Rewrite the stretch of data from the line containing "bowl by giving the bounding box." through the line containing "[566,3,720,313]" as a two-column CSV with the columns request and answer. Give one row per request, put each field in quotes, and replace line breaks with spaces.
══ INFORMATION SUPPLIED ══
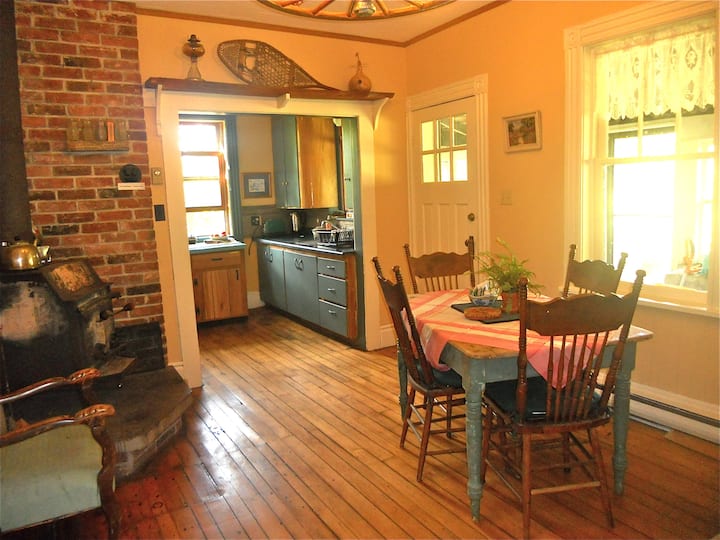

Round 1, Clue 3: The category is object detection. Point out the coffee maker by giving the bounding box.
[290,212,302,233]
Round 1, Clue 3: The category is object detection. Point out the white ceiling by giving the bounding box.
[135,0,502,45]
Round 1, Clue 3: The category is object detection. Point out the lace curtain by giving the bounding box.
[596,19,717,119]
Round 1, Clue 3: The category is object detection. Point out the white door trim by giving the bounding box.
[406,74,490,251]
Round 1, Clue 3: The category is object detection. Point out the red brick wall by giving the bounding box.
[14,0,162,325]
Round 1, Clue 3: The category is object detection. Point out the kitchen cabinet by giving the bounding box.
[190,250,248,322]
[271,115,339,208]
[318,255,357,338]
[258,246,287,310]
[340,118,360,210]
[283,250,320,324]
[258,239,358,341]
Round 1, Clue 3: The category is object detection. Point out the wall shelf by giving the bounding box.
[67,141,130,152]
[145,77,395,104]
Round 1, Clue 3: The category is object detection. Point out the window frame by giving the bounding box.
[564,1,720,316]
[178,118,231,234]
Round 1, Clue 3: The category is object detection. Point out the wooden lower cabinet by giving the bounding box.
[190,250,248,322]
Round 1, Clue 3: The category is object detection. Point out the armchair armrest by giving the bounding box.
[0,368,120,539]
[0,368,100,405]
[0,403,115,448]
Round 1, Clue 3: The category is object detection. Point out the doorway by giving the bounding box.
[408,75,489,256]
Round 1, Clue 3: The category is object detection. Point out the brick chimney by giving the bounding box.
[0,2,33,243]
[8,0,163,326]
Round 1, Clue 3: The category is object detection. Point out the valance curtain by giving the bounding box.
[596,19,717,120]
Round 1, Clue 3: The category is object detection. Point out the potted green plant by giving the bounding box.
[475,238,542,312]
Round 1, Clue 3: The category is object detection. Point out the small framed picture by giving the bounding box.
[243,173,270,198]
[503,111,542,152]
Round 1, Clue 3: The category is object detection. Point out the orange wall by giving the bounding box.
[396,1,720,418]
[407,1,635,291]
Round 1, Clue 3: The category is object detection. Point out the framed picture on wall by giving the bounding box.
[243,173,270,198]
[503,111,542,152]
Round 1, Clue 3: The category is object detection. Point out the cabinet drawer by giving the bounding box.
[318,300,347,337]
[318,257,345,278]
[318,274,347,306]
[190,251,243,272]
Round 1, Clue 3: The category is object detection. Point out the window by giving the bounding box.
[566,3,718,312]
[178,120,230,237]
[420,114,468,183]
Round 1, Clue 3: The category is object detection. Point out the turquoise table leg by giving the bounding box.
[613,342,636,495]
[463,374,485,521]
[397,347,407,420]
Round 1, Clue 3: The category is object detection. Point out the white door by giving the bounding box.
[408,77,488,256]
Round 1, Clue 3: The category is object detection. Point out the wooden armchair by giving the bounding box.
[0,368,120,539]
[403,236,475,293]
[562,244,627,297]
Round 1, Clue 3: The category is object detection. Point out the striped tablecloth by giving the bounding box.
[409,289,549,377]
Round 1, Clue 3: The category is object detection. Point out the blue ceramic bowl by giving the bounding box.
[468,294,497,306]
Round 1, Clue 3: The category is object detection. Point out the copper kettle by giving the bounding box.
[0,240,41,270]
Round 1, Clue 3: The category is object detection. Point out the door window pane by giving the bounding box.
[181,154,220,180]
[421,113,468,183]
[183,180,222,208]
[178,122,220,152]
[422,154,435,184]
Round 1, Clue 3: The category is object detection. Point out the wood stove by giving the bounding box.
[0,259,134,391]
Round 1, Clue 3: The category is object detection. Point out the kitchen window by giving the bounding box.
[178,120,230,237]
[566,3,720,313]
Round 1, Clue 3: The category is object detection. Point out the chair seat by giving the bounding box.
[432,362,463,391]
[485,377,609,422]
[0,425,102,531]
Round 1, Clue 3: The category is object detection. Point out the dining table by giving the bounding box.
[397,289,653,520]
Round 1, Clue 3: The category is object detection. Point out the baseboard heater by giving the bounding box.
[630,394,720,428]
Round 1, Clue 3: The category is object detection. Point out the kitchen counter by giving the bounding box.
[257,235,355,255]
[188,240,246,255]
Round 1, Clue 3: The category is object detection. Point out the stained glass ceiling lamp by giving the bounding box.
[258,0,455,21]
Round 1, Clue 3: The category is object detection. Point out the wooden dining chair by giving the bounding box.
[373,257,465,482]
[403,235,475,293]
[480,270,645,538]
[562,244,627,297]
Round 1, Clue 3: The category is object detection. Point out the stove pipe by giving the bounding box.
[0,0,34,243]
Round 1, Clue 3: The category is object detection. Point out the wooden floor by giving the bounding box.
[7,309,720,539]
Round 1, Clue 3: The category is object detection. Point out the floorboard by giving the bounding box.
[7,309,720,539]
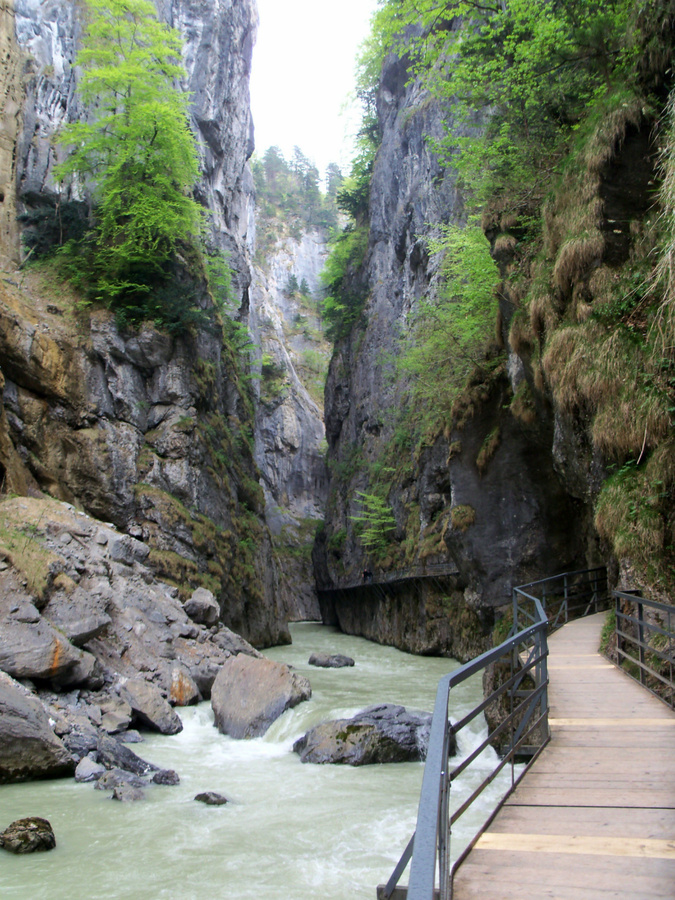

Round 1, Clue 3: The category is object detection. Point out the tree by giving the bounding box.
[349,491,396,557]
[56,0,202,306]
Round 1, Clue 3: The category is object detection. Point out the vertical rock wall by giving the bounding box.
[0,0,288,645]
[315,57,587,657]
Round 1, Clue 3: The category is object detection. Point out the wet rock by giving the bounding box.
[120,678,183,734]
[293,703,444,766]
[211,653,312,738]
[96,734,159,775]
[111,784,145,803]
[309,653,354,669]
[0,672,75,784]
[0,816,56,853]
[94,769,147,791]
[195,791,230,806]
[183,588,220,625]
[75,756,106,782]
[0,618,91,685]
[152,769,180,785]
[169,666,202,706]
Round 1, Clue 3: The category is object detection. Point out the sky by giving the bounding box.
[251,0,377,183]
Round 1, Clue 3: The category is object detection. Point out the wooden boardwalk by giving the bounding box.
[453,613,675,900]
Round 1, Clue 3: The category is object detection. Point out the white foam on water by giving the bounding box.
[0,625,507,900]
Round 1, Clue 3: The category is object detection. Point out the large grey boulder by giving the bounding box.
[0,816,56,853]
[183,588,220,625]
[211,653,312,738]
[0,616,93,685]
[0,672,75,784]
[120,678,183,734]
[293,703,446,766]
[309,653,354,669]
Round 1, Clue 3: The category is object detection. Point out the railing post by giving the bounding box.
[637,602,646,684]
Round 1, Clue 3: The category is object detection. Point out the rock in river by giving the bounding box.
[0,672,75,784]
[211,653,312,738]
[309,653,354,669]
[293,703,454,766]
[0,816,56,853]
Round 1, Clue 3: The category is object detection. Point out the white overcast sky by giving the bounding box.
[251,0,377,177]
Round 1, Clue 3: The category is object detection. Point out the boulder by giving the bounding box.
[111,784,145,803]
[293,703,446,766]
[0,816,56,853]
[120,678,183,734]
[0,618,88,685]
[309,653,354,669]
[95,769,147,791]
[152,769,180,785]
[183,588,220,625]
[195,791,230,806]
[0,672,75,784]
[211,653,312,738]
[169,666,202,706]
[96,734,159,775]
[75,756,106,782]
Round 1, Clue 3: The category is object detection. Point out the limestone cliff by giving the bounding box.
[315,47,595,658]
[249,231,329,620]
[0,0,288,645]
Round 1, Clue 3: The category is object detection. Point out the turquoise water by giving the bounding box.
[0,624,503,900]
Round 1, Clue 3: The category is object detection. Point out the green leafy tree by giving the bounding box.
[370,0,635,201]
[398,225,499,429]
[56,0,202,307]
[350,491,396,557]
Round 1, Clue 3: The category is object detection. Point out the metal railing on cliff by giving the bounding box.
[316,563,459,592]
[377,568,609,900]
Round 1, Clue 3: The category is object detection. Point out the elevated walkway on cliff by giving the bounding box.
[452,613,675,900]
[378,568,675,900]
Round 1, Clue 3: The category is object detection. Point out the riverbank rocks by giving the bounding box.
[293,703,446,766]
[211,654,312,738]
[183,588,220,625]
[0,816,56,853]
[309,653,354,669]
[0,672,75,784]
[119,678,183,734]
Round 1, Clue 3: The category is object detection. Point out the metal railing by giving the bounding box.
[512,566,609,632]
[614,591,675,709]
[377,568,608,900]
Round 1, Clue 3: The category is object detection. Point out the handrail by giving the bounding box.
[613,591,675,709]
[378,567,608,900]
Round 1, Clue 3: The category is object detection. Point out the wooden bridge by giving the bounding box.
[452,613,675,900]
[378,569,675,900]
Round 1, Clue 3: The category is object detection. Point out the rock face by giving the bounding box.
[249,231,329,620]
[211,654,312,738]
[0,816,56,853]
[314,44,588,659]
[0,0,288,646]
[293,703,440,766]
[0,672,75,784]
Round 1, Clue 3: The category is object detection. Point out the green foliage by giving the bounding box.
[321,225,368,342]
[251,147,342,264]
[349,491,396,558]
[55,0,202,319]
[375,0,636,201]
[398,225,499,431]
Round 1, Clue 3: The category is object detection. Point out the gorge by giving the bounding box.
[0,0,675,900]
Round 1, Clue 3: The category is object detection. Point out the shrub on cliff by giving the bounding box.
[56,0,203,328]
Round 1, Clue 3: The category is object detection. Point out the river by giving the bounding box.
[0,624,504,900]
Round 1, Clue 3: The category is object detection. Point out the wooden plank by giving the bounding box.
[490,804,675,840]
[475,832,675,860]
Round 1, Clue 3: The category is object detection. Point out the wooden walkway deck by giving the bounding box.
[453,613,675,900]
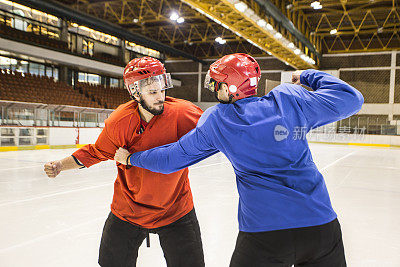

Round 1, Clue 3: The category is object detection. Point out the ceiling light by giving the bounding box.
[235,2,247,12]
[169,12,179,20]
[215,37,226,44]
[257,19,267,27]
[311,1,322,9]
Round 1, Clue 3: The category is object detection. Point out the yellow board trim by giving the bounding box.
[309,141,400,148]
[0,146,18,152]
[0,141,400,152]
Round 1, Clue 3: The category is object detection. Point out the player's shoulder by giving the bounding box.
[264,83,307,100]
[105,100,138,125]
[164,96,203,114]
═══
## EXERCISE ANSWER
request,answer
"Round 1, Clue 3: The category is object detection. Point out the blue ceramic bowl by giving the bounding box.","[468,294,497,306]"
"Round 1, Clue 3: The category is object detection. Point out the copper kettle by giving the bounding box.","[0,240,41,270]"
"Round 1, Clue 3: The category is object detection. Point out the door window pane by giving the bounding box.","[181,154,220,180] [421,113,468,183] [183,180,222,208] [178,122,220,152] [422,154,435,184]"
"Round 1, Clue 3: The category is object detection. Point out the wood stove by giving the bounding box.","[0,259,134,391]"
"Round 1, Clue 3: The category is object detection. Point out the kitchen window by giving the bounding box.","[178,120,230,237] [566,3,720,313]"